- WRITTEN TASK:
Extract every line of the data below verbatim, omitting the pictures.

(Labeled region outline entries)
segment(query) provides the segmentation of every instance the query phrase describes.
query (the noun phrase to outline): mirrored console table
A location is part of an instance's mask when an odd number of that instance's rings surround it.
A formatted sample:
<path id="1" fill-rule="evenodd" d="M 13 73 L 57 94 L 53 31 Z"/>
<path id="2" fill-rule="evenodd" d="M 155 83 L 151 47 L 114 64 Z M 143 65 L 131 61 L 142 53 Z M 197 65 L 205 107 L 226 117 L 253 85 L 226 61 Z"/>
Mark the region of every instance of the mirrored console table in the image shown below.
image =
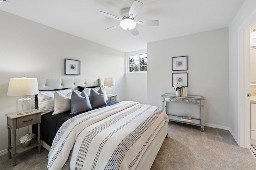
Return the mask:
<path id="1" fill-rule="evenodd" d="M 178 97 L 175 94 L 165 93 L 161 96 L 162 98 L 162 109 L 167 113 L 169 120 L 175 122 L 187 123 L 201 127 L 201 131 L 204 131 L 204 98 L 202 96 L 188 95 L 187 97 Z M 182 121 L 182 115 L 177 116 L 170 115 L 167 113 L 167 102 L 174 102 L 184 104 L 197 105 L 200 107 L 200 118 L 199 119 L 193 119 L 192 122 Z"/>

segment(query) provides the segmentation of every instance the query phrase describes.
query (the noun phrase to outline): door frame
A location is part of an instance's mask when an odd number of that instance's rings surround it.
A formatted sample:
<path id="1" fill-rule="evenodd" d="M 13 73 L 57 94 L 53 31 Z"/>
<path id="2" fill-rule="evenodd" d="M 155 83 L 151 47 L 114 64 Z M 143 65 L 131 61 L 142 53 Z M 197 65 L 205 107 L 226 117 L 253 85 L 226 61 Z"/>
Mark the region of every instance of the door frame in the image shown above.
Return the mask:
<path id="1" fill-rule="evenodd" d="M 256 10 L 238 29 L 238 145 L 250 146 L 250 28 L 256 23 Z"/>

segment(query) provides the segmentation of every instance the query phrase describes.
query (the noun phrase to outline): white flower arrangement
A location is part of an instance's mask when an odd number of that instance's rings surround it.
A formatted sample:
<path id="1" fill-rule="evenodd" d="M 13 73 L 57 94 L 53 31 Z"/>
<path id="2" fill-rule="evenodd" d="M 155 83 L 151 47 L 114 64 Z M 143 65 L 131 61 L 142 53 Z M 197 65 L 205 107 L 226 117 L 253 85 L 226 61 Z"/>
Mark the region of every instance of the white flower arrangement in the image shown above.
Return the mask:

- FULL RESPONSE:
segment(query) provides the segmentation of every instance the query phrase describes.
query (the noun phrase to outline): mirrored console table
A location is part of an instance's mask when an odd number of that instance's rings surround it.
A formatted sample:
<path id="1" fill-rule="evenodd" d="M 13 73 L 57 94 L 53 31 Z"/>
<path id="2" fill-rule="evenodd" d="M 155 83 L 151 47 L 114 64 Z M 143 65 L 131 61 L 142 53 Z M 197 65 L 205 107 L 226 117 L 253 85 L 226 61 Z"/>
Mark the region of every instance of the mirrored console table in the image shown below.
image =
Return the mask:
<path id="1" fill-rule="evenodd" d="M 178 97 L 175 94 L 165 93 L 161 96 L 162 98 L 162 109 L 167 113 L 169 120 L 175 122 L 187 123 L 201 127 L 201 131 L 204 131 L 204 98 L 202 96 L 188 95 L 187 97 Z M 182 121 L 182 115 L 177 116 L 170 115 L 167 113 L 167 102 L 174 102 L 184 104 L 197 105 L 200 107 L 200 118 L 199 119 L 193 119 L 192 122 Z"/>

segment(query) provides the segmentation of every instance the query phrase describes.
query (the noun phrase to outline): door frame
A location is part of an instance's mask when an odd number of that instance's rings surround it.
A formatted sample:
<path id="1" fill-rule="evenodd" d="M 13 73 L 57 94 L 53 31 Z"/>
<path id="2" fill-rule="evenodd" d="M 155 83 L 151 47 L 114 64 Z M 143 65 L 131 61 L 142 53 Z M 197 65 L 205 107 L 226 117 L 253 85 L 226 61 Z"/>
Mark the region of every instance of the door frame in the image shown above.
Return the mask:
<path id="1" fill-rule="evenodd" d="M 256 10 L 238 29 L 238 145 L 250 146 L 250 28 L 256 23 Z"/>

segment(query) provides the segmentation of every instance the query phrase describes.
query (the noun phrase to outline): white flower arrangement
A location is part of an instance's mask when an odd number of that instance's rings surround it.
A formatted sample:
<path id="1" fill-rule="evenodd" d="M 13 73 L 57 94 L 53 31 Z"/>
<path id="2" fill-rule="evenodd" d="M 155 83 L 151 47 L 114 64 Z M 143 65 L 131 61 L 142 53 Z M 197 65 L 205 107 L 226 117 L 253 85 L 226 61 Z"/>
Mark the region of every instance of the white flower arrangement in the image shown above.
Return the mask:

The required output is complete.